PROMPT: Every line of the listing should be repeated exactly.

PROVIDED MATERIAL:

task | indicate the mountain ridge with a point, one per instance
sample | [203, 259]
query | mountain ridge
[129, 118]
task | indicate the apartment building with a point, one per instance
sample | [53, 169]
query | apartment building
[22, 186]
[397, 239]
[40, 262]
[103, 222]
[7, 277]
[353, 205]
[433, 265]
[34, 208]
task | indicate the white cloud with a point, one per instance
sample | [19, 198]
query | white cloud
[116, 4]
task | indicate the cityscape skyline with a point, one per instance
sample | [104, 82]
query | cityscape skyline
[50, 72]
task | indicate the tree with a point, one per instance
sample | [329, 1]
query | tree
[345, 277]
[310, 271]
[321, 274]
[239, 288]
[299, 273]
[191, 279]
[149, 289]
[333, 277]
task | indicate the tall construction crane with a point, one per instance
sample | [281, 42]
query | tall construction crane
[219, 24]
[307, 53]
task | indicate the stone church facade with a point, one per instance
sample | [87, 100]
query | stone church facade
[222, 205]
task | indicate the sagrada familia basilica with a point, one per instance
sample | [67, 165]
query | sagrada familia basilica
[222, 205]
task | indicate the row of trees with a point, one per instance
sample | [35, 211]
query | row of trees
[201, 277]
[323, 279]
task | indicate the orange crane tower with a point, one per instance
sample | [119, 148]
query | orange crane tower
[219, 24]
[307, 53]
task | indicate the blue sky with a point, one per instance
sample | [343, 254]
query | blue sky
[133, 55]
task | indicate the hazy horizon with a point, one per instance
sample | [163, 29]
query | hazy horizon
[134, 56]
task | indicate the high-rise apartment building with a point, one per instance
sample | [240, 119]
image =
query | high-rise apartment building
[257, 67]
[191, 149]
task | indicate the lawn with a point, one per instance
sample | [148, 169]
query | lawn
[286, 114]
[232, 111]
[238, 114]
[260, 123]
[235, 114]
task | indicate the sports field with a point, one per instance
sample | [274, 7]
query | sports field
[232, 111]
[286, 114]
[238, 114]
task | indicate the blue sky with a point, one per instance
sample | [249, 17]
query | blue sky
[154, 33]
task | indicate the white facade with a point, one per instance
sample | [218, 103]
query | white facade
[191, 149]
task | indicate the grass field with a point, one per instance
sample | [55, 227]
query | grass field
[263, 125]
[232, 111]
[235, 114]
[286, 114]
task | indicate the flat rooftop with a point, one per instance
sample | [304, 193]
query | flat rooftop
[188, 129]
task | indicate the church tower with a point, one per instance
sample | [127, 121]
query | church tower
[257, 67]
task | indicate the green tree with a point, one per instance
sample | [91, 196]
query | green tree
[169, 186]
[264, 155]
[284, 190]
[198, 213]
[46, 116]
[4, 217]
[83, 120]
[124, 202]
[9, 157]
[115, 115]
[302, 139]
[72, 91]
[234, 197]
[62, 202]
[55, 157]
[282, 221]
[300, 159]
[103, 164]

FINAL ANSWER:
task | indicate the mountain ridge with a point, one per instance
sample | [203, 259]
query | mountain ridge
[129, 118]
task | indicate the apartment building with a point, one per instance
sample | [53, 169]
query | apartment building
[22, 186]
[397, 239]
[40, 262]
[103, 222]
[7, 277]
[353, 205]
[433, 265]
[34, 208]
task | indicate the white cloud with a point, one per instance
sample | [19, 198]
query | white cloud
[116, 4]
task | indicate the cityscape skyline with a point, one per instance
sample | [104, 82]
query | cityscape skyline
[50, 72]
task | indicate the tree with a point, one per instance
sample | [329, 1]
query | tree
[345, 277]
[310, 271]
[321, 274]
[239, 288]
[299, 273]
[191, 279]
[149, 289]
[333, 277]
task | indicate the tall construction crane with a point, one per instance
sample | [281, 42]
query | tall construction crane
[219, 24]
[307, 53]
task | indicate the stone church facade with a point, one per instance
sample | [87, 100]
query | stone church facade
[222, 205]
task | indicate the sagrada familia basilica with a point, one per instance
sample | [67, 165]
query | sagrada familia basilica
[222, 205]
task | indicate the row of trees with a point, one per instance
sample | [35, 211]
query | row of trees
[201, 277]
[323, 279]
task | indicate the orange crane tower with a point, one per instance
sample | [119, 148]
query | orange crane tower
[219, 24]
[307, 53]
task | indicate the blue sky with a point, one per instance
sample | [343, 254]
query | blue sky
[133, 55]
task | indicate the hazy horizon with a point, one per instance
sample | [163, 29]
query | hazy horizon
[134, 56]
task | indicate the high-rise apartment building with a point, one per instance
sample | [240, 119]
image =
query | high-rise apartment building
[257, 67]
[191, 149]
task | indicate the lawn with a point, one per instance
sample | [148, 169]
query | lawn
[286, 114]
[232, 111]
[238, 114]
[260, 123]
[235, 114]
task | indicate the sports field with a point, one per instance
sample | [274, 7]
query | sports field
[232, 111]
[286, 114]
[238, 114]
task | indicate the blue sky with a point, one per instance
sample | [249, 17]
query | blue sky
[154, 33]
task | indicate the white facade with a point, one per instance
sample | [218, 103]
query | white facade
[191, 149]
task | indicate the grass field with a point, one per instance
sample | [55, 227]
query | grass field
[263, 125]
[232, 111]
[235, 114]
[286, 114]
task | indicate the flat rooftop with a point, one per instance
sample | [304, 193]
query | flat rooftop
[188, 129]
task | indicate the church tower with a point, one per instance
sample | [127, 121]
query | church tower
[257, 67]
task | indicate the green tree with a point, one per instance
sample | [91, 196]
query | green tree
[169, 186]
[264, 155]
[284, 190]
[198, 213]
[46, 116]
[4, 217]
[83, 120]
[124, 202]
[9, 157]
[115, 115]
[302, 139]
[72, 91]
[234, 197]
[62, 202]
[55, 157]
[282, 221]
[300, 159]
[103, 164]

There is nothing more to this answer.